**Extracted records**
=== Begin Enclosure ===

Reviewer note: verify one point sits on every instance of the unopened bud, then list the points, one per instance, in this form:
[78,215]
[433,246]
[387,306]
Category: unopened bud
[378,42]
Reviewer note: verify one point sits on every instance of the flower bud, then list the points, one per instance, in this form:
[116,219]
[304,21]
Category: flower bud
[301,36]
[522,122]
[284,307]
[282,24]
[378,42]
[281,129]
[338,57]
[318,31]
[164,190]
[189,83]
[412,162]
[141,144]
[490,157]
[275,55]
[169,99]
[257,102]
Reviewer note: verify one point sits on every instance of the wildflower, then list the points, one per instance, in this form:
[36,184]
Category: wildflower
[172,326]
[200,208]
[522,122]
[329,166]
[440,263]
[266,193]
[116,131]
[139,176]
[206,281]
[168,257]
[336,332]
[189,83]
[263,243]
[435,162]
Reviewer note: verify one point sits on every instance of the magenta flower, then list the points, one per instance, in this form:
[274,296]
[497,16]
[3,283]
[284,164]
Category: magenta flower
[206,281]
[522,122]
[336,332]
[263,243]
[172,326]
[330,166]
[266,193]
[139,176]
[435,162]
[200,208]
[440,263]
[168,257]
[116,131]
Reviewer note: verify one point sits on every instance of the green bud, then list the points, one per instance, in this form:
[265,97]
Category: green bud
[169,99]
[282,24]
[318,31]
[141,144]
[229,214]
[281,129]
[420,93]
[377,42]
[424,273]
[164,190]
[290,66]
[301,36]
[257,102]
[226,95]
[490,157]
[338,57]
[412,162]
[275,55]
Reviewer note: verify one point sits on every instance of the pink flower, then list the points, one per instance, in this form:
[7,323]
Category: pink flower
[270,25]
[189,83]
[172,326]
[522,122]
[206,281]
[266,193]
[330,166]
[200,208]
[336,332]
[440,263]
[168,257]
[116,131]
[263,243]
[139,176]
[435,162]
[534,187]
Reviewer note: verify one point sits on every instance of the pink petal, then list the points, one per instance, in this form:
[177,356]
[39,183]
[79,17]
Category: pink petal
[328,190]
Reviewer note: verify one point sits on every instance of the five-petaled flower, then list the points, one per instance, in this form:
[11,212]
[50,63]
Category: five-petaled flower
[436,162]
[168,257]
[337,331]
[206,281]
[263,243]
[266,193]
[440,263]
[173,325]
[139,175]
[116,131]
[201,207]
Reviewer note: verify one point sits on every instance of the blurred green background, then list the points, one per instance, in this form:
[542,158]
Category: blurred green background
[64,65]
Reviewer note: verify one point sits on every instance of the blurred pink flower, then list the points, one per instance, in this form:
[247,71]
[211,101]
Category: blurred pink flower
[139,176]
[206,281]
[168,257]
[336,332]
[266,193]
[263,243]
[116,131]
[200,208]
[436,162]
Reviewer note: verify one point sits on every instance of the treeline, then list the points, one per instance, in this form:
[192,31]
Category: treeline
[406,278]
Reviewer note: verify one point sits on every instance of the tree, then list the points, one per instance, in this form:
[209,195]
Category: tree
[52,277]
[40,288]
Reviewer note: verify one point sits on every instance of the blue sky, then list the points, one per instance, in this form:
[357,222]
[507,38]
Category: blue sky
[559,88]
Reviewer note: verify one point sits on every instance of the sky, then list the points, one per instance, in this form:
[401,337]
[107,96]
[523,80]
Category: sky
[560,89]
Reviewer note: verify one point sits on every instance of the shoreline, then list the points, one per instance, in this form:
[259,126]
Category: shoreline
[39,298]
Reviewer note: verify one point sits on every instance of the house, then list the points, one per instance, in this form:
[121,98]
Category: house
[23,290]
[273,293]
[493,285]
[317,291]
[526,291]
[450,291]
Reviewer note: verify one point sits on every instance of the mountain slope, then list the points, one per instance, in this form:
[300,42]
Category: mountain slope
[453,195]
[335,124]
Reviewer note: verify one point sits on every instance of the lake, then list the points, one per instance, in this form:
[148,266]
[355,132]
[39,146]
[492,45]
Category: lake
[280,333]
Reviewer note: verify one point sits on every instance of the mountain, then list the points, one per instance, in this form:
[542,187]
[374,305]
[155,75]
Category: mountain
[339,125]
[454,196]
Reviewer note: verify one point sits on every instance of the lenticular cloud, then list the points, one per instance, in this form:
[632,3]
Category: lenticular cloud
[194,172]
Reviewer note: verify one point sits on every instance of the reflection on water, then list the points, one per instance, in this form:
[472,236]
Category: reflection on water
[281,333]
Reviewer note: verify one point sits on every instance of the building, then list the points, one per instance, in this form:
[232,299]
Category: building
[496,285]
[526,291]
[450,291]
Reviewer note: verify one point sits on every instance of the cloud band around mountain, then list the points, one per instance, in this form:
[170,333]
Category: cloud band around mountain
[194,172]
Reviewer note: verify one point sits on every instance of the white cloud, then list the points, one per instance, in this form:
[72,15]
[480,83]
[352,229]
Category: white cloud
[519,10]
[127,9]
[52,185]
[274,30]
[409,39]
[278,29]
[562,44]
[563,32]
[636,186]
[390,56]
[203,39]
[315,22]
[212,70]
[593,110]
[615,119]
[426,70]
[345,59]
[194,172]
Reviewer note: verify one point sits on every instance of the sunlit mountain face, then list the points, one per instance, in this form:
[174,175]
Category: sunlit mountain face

=== End Enclosure ===

**Work item**
Filter the data down to the lines that contain the string "sunlit", and copy them.

**Exercise output**
Reviewer note: verify one point sits on every instance of the sunlit mountain face, then list the points, one per instance, in this form:
Category: sunlit mountain face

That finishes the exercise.